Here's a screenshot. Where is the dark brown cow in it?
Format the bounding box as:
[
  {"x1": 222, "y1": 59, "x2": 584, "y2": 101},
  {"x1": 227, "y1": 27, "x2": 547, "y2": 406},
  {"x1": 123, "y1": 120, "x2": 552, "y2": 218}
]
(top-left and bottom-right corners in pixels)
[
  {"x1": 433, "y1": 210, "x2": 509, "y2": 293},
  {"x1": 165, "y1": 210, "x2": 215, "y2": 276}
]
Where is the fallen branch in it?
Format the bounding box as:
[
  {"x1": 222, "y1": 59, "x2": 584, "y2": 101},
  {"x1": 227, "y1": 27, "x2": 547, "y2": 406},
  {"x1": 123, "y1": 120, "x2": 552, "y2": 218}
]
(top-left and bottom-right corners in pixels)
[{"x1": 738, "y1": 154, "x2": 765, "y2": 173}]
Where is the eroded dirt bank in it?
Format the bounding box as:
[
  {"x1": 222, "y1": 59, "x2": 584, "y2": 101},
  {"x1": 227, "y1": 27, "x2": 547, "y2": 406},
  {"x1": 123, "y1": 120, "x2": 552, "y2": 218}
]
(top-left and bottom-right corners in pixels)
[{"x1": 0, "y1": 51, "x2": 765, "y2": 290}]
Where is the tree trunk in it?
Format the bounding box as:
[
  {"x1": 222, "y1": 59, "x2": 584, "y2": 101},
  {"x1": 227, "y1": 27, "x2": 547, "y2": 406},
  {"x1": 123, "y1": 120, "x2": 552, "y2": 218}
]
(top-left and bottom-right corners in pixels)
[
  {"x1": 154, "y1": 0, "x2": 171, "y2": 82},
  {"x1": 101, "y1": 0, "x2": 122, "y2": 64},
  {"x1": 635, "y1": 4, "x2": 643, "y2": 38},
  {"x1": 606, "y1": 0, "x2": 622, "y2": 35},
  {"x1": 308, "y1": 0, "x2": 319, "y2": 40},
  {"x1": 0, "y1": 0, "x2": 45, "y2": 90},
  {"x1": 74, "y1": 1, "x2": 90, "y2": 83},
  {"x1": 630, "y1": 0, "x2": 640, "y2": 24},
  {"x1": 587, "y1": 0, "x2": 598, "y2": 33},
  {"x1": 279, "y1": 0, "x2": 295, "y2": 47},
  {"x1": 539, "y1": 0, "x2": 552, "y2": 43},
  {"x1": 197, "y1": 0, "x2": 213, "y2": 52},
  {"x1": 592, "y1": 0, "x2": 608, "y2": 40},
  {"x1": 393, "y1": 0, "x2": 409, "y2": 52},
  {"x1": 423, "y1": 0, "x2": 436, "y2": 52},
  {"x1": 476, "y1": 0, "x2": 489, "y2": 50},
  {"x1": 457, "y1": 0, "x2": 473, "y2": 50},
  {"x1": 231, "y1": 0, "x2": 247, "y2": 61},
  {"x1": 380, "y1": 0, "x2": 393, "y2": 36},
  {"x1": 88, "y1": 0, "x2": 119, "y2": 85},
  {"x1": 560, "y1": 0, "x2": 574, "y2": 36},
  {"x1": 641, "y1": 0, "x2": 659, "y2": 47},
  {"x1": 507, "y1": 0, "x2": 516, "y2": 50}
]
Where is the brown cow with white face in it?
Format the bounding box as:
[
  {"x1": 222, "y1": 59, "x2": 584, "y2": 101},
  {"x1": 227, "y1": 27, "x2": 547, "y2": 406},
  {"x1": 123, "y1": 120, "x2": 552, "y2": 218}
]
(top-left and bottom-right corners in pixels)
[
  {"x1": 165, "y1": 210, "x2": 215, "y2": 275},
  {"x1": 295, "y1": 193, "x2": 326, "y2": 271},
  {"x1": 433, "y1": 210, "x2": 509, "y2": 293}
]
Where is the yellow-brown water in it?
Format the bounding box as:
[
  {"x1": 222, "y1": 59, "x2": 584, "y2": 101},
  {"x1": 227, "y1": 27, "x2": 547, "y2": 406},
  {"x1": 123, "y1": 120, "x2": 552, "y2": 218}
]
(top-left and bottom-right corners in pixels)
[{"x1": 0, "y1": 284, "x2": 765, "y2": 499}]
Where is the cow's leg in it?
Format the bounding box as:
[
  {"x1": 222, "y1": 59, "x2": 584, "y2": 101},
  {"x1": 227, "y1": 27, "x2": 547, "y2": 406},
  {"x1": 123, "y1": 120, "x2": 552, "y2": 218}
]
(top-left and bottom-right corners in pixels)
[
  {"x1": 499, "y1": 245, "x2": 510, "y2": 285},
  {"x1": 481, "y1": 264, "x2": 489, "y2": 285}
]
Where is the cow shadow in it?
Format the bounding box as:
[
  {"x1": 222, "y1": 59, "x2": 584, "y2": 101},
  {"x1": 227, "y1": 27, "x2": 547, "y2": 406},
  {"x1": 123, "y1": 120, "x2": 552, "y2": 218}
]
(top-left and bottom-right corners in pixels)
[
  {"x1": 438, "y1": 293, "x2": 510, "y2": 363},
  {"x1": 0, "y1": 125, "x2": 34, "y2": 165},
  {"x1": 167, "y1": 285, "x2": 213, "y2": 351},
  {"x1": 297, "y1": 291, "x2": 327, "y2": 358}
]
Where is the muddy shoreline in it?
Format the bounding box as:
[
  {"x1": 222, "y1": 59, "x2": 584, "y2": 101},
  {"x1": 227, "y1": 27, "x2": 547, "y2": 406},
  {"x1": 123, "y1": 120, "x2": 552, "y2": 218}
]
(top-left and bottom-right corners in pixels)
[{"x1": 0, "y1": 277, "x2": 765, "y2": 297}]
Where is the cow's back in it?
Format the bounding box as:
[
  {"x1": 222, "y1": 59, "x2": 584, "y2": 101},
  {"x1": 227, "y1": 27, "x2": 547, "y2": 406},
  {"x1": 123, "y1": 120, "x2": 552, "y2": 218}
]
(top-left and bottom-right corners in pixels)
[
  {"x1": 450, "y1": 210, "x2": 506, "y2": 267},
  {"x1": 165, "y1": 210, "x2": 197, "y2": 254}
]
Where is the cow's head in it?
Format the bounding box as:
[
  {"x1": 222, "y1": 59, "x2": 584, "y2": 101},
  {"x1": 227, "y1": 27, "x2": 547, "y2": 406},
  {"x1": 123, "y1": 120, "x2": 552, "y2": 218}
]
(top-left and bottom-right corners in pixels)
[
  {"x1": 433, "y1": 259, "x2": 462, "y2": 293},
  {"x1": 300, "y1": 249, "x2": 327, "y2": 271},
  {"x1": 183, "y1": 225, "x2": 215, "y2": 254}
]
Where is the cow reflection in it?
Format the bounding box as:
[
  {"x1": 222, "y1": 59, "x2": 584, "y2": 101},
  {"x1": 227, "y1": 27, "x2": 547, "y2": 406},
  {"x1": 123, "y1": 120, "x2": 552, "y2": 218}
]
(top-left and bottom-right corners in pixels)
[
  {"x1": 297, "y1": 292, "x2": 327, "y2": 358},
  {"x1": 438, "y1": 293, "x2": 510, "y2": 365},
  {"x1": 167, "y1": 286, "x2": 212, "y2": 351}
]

******************************

* **WRITTEN REQUEST**: Rewrite all of the records above, changing every "bottom-right" to "lower-right" and leaving everything else as it is.

* **SOLUTION**:
Here's a screenshot. Where is the dark brown cow in it?
Format the bounding box as:
[
  {"x1": 222, "y1": 59, "x2": 584, "y2": 101},
  {"x1": 227, "y1": 27, "x2": 547, "y2": 406},
  {"x1": 123, "y1": 120, "x2": 552, "y2": 218}
]
(top-left and lower-right corners in pixels)
[
  {"x1": 433, "y1": 210, "x2": 509, "y2": 293},
  {"x1": 165, "y1": 210, "x2": 215, "y2": 276}
]
Where is the fallen branch in it?
Format the bounding box as:
[
  {"x1": 222, "y1": 59, "x2": 584, "y2": 101},
  {"x1": 227, "y1": 27, "x2": 547, "y2": 406},
  {"x1": 123, "y1": 120, "x2": 552, "y2": 218}
]
(top-left and lower-right corners in pixels)
[{"x1": 738, "y1": 154, "x2": 765, "y2": 173}]
Where is the eroded dirt bank in it?
Format the bounding box as:
[
  {"x1": 222, "y1": 59, "x2": 584, "y2": 101},
  {"x1": 227, "y1": 27, "x2": 547, "y2": 406},
  {"x1": 123, "y1": 120, "x2": 552, "y2": 218}
]
(top-left and lower-right corners in pixels)
[{"x1": 0, "y1": 51, "x2": 765, "y2": 290}]
Where is the tree trunk in it?
Format the bounding box as:
[
  {"x1": 222, "y1": 59, "x2": 584, "y2": 101},
  {"x1": 227, "y1": 27, "x2": 547, "y2": 406},
  {"x1": 123, "y1": 120, "x2": 552, "y2": 218}
]
(top-left and lower-right corners in pixels)
[
  {"x1": 154, "y1": 0, "x2": 171, "y2": 82},
  {"x1": 101, "y1": 0, "x2": 122, "y2": 64},
  {"x1": 635, "y1": 4, "x2": 643, "y2": 38},
  {"x1": 606, "y1": 0, "x2": 622, "y2": 35},
  {"x1": 308, "y1": 0, "x2": 319, "y2": 40},
  {"x1": 0, "y1": 0, "x2": 45, "y2": 90},
  {"x1": 74, "y1": 1, "x2": 90, "y2": 83},
  {"x1": 630, "y1": 0, "x2": 640, "y2": 24},
  {"x1": 587, "y1": 0, "x2": 598, "y2": 33},
  {"x1": 279, "y1": 0, "x2": 295, "y2": 47},
  {"x1": 539, "y1": 0, "x2": 552, "y2": 43},
  {"x1": 197, "y1": 0, "x2": 213, "y2": 52},
  {"x1": 592, "y1": 0, "x2": 608, "y2": 40},
  {"x1": 393, "y1": 0, "x2": 409, "y2": 52},
  {"x1": 423, "y1": 0, "x2": 436, "y2": 52},
  {"x1": 476, "y1": 0, "x2": 489, "y2": 50},
  {"x1": 457, "y1": 0, "x2": 473, "y2": 50},
  {"x1": 231, "y1": 0, "x2": 247, "y2": 61},
  {"x1": 380, "y1": 0, "x2": 393, "y2": 36},
  {"x1": 88, "y1": 0, "x2": 119, "y2": 85},
  {"x1": 560, "y1": 0, "x2": 574, "y2": 36},
  {"x1": 641, "y1": 0, "x2": 659, "y2": 47},
  {"x1": 507, "y1": 0, "x2": 516, "y2": 50}
]
Where is the brown cow with white face in it?
Format the bounding box as:
[
  {"x1": 222, "y1": 59, "x2": 584, "y2": 101},
  {"x1": 227, "y1": 27, "x2": 547, "y2": 406},
  {"x1": 123, "y1": 120, "x2": 552, "y2": 218}
]
(top-left and lower-right corners in pixels)
[
  {"x1": 165, "y1": 210, "x2": 215, "y2": 275},
  {"x1": 295, "y1": 193, "x2": 326, "y2": 271},
  {"x1": 433, "y1": 210, "x2": 509, "y2": 293}
]
Where is the yellow-brown water in it?
Format the bounding box as:
[
  {"x1": 222, "y1": 59, "x2": 584, "y2": 101},
  {"x1": 227, "y1": 27, "x2": 547, "y2": 406},
  {"x1": 123, "y1": 120, "x2": 552, "y2": 218}
]
(top-left and lower-right corners in pixels)
[{"x1": 0, "y1": 284, "x2": 765, "y2": 499}]
Where is the cow's leg in it?
Format the bounding box as:
[
  {"x1": 222, "y1": 59, "x2": 584, "y2": 101},
  {"x1": 227, "y1": 27, "x2": 547, "y2": 406},
  {"x1": 123, "y1": 120, "x2": 552, "y2": 218}
]
(top-left and lower-right corners in pixels)
[
  {"x1": 499, "y1": 245, "x2": 510, "y2": 285},
  {"x1": 481, "y1": 264, "x2": 489, "y2": 285}
]
Where is the cow shadow in it?
Format the bounding box as:
[
  {"x1": 222, "y1": 59, "x2": 584, "y2": 101},
  {"x1": 227, "y1": 27, "x2": 547, "y2": 406},
  {"x1": 123, "y1": 120, "x2": 552, "y2": 218}
]
(top-left and lower-right corners in pixels)
[
  {"x1": 438, "y1": 293, "x2": 510, "y2": 363},
  {"x1": 0, "y1": 125, "x2": 34, "y2": 165},
  {"x1": 167, "y1": 285, "x2": 213, "y2": 351},
  {"x1": 297, "y1": 291, "x2": 327, "y2": 358}
]
Where is the muddy shoreline in it?
Format the bounding box as:
[
  {"x1": 222, "y1": 59, "x2": 584, "y2": 101},
  {"x1": 227, "y1": 27, "x2": 547, "y2": 406},
  {"x1": 123, "y1": 120, "x2": 552, "y2": 218}
]
(top-left and lower-right corners in pixels)
[{"x1": 0, "y1": 277, "x2": 765, "y2": 297}]
Where is the cow's back in it?
Format the bounding box as:
[
  {"x1": 222, "y1": 59, "x2": 584, "y2": 101},
  {"x1": 227, "y1": 27, "x2": 547, "y2": 406},
  {"x1": 123, "y1": 120, "x2": 552, "y2": 218}
]
(top-left and lower-right corners in pixels)
[
  {"x1": 450, "y1": 210, "x2": 506, "y2": 267},
  {"x1": 165, "y1": 210, "x2": 197, "y2": 254}
]
Where is the cow's head in it?
Format the bounding box as:
[
  {"x1": 222, "y1": 59, "x2": 584, "y2": 101},
  {"x1": 227, "y1": 27, "x2": 547, "y2": 406},
  {"x1": 123, "y1": 120, "x2": 552, "y2": 218}
]
(top-left and lower-right corners in pixels)
[
  {"x1": 433, "y1": 259, "x2": 462, "y2": 293},
  {"x1": 300, "y1": 249, "x2": 327, "y2": 271},
  {"x1": 183, "y1": 225, "x2": 215, "y2": 254}
]
Where is the cow reflection in it?
Format the bounding box as:
[
  {"x1": 222, "y1": 59, "x2": 584, "y2": 101},
  {"x1": 227, "y1": 27, "x2": 547, "y2": 406},
  {"x1": 123, "y1": 120, "x2": 552, "y2": 218}
]
(top-left and lower-right corners in pixels)
[
  {"x1": 297, "y1": 292, "x2": 327, "y2": 358},
  {"x1": 438, "y1": 293, "x2": 510, "y2": 365},
  {"x1": 167, "y1": 286, "x2": 212, "y2": 351}
]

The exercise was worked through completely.